> [DIRECTIVE 1]: In two sentences, what does the announcement about the NFDI Directorate report?
> [DIRECTIVE 2]: According to the announcement about the NFDI Directorate, why is digital data storage indispensable? Answer in one or two sentences.
> [DIRECTIVE 3]: Resume the announcement about the NFDI Directorate in Karlsruhe from the point where it stops.

** START OF SELECTED PASSAGE **

Directorate of National Research Data Infrastructure will be located in Karlsruhe
Joint Application of KIT and FIZ Karlsruhe met with success
The National Research Data Infrastructure (NFDI) has the objective to systematically index, edit, interconnect and make available the valuable stock of data from science and research. So far, these data have mostly been available in a decentralized, project-related, or temporary form. The federation and the states will fund the NFDI jointly. The Joint Science Conference (GWK) has now decided to establish the NFDI Directorate in Karlsruhe and to entrust Karlsruhe Institute of Technology (KIT) and FIZ Karlsruhe with the corresponding tasks in the complex foundation phase.
The National Research Data Infrastructure (NFDI) has the objective to systematically index, edit, interconnect and make available the valuable stock of data from science and research. So far, these data have mostly been available in a decentralized, project-related, or temporary form. The federation and the states will fund the NFDI jointly. Digital data storage is an indispensable prerequisite for treating new research issues, generating findings, and making innovations. The Joint Science Conference (GWK) has now decided to establish the NFDI Directorate in Karlsruhe and to entrust Karlsruhe Institute of Technology (KIT) and FIZ Karlsruhe with the corresponding tasks in the complex foundation phase.

** END OF SELECTED PASSAGE **
** START OF RECORDED DATA **

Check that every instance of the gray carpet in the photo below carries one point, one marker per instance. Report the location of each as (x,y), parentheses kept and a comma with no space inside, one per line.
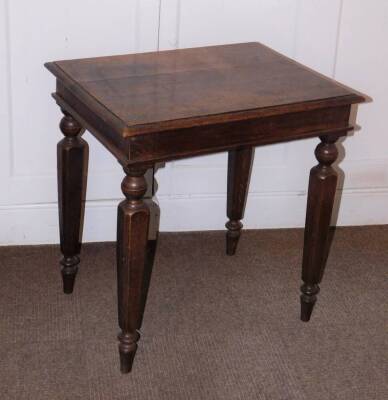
(215,327)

** END OF RECORDED DATA **

> [TASK RESULT 1]: The Joint Science Conference (GWK) has decided to establish the Directorate of the National Research Data Infrastructure (NFDI) in Karlsruhe and to entrust KIT and FIZ Karlsruhe, whose joint application succeeded, with its tasks in the complex foundation phase. Funded jointly by the federation and the states, the NFDI aims to systematically index, edit, interconnect and make available scientific and research data that have so far mostly been held in a decentralized, project-related or temporary form.

> [TASK RESULT 2]: Digital data storage is indispensable because it is a prerequisite for treating new research issues, generating findings, and making innovations.

> [TASK RESULT 3]:
A central element of the NFDI will be consortia in which users and providers of research data interact with information infrastructure institutions. The NFDI will be a legal entity of its own and managed and coordinated by the Directorate and its office.
As regards the location of the Directorate, GWK Chairperson and Senator for Science, Health, and Consumer Protection of the Free Hanseatic City of Bremen, Professor Dr. Eva Quante-Brandt, emphasizes: “GWK’s decision in favor of FIZ Karlsruhe – Leibniz Institute for Information Infrastructure and Karlsruhe Institute of Technology is a decision in favor of a very strong place of information infrastructure. It is characterized by a wide scope of subjects and an excellent IT infrastructure with a high number of contacts on the national, European, and international levels. This is a good prerequisite for establishment of the NFDI Directorate in Karlsruhe.”
The Deputy Chairperson of the GWK, Federal Research Minister Anja Karliczek, adds: “The NFDI is a decisive infrastructure for the digitization of science in Germany. It will open up entirely new opportunities to ensure permanent accessibility of the data for science. By combining existing data, for instance, it will be possible to tackle entirely new research aspects. With Karlsruhe, we selected a location at which data resources are converted into data treasures for science today already.”
“It is a good and highly reasonable decision to entrust the highly performing center in Karlsruhe with this important task. My congratulations to Karlsruhe Institute of Technology and FIZ Karlsruhe – Leibniz Institute for Information Infrastructure. The decision in favor of Karlsruhe also is a result of the state’s successful e-science strategy and the establishment of four science data centers, also in Karlsruhe,” says Theresia Bauer, the State Minister for Science, Research, and the Arts.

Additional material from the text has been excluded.